**Text excerpt:**
First, let's draw out the orbits of the planets. Because there is no resonance, let's assume Earth is still and they all rotate at the same speed. Also, for reference we'll draw a circle of distance 1 AU around Earth.
Now, notice that:
I've drawn a few dotted lines here. If we imagine these circles as pie charts, the left part of the charts represent the time spent more than 1 AU away from the Earth.
So:
Let's plot the distance away from the Earth over time, which looks vaguely like this:
Here, you should note:
The arrows along the bottom, telling you the time spent above the green line (1AU still) and the arrows in the middle, telling you that for the Venus and Mercury, (maximum distance - 1AU) is equal to (1AU - minimum distance).
Also, Mars is clearly out of the question. Goodbye Mars.
So:
It's between Mercury and Venus. From calculus or intuition, we know that the average distance of the planet is proportional to the area under the curve. And now it gets a bit non-technical.

**Provided data:**
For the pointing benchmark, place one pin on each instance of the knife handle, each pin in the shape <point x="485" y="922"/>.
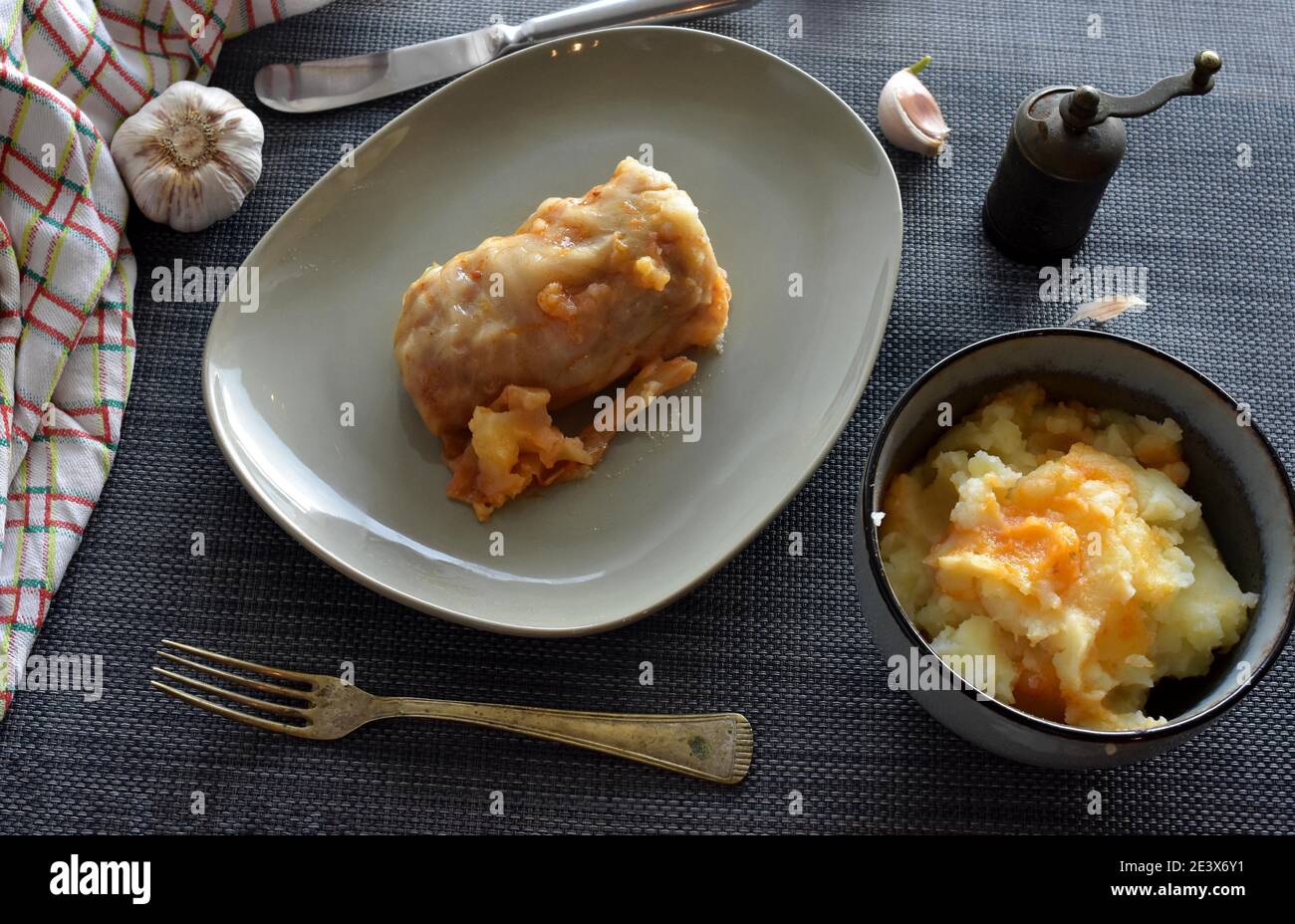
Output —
<point x="621" y="13"/>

**Problems:**
1) Rewrite the passage on the planets' distances from Earth, starting with "First, let's draw" and going on through "AU around Earth.", with "paths" put in place of "orbits".
2) Carry the passage on the planets' distances from Earth forward from its last sentence.

**The results:**
1)
First, let's draw out the paths of the planets. Because there is no resonance, let's assume Earth is still and they all rotate at the same speed. Also, for reference we'll draw a circle of distance 1 AU around Earth.

2)
The area under the curve is equal to 2π AU·rad + (bit above the curve) - (bits below the curve). But the bit above the curve is approximately the same shape as the bit below the curve (if we shift the right bit under the curve to the left side of the graph), and since they are the same height their area is probably proportional to their width. And since Venus' width of bit above the curve to width of bit below the curve ratio is bigger than that of Mercury, and the fact that those bits are taller than Mercury's bits, I estimate Venus' total area is probably more than that of Mercury's.
So my guess is that:
Mercury is on average closest to the Earth. (I'd love to know how accurate this argument is, but that maths is beyond me.)
NB: Click on images for slightly higher quality if they're a bit fuzzy.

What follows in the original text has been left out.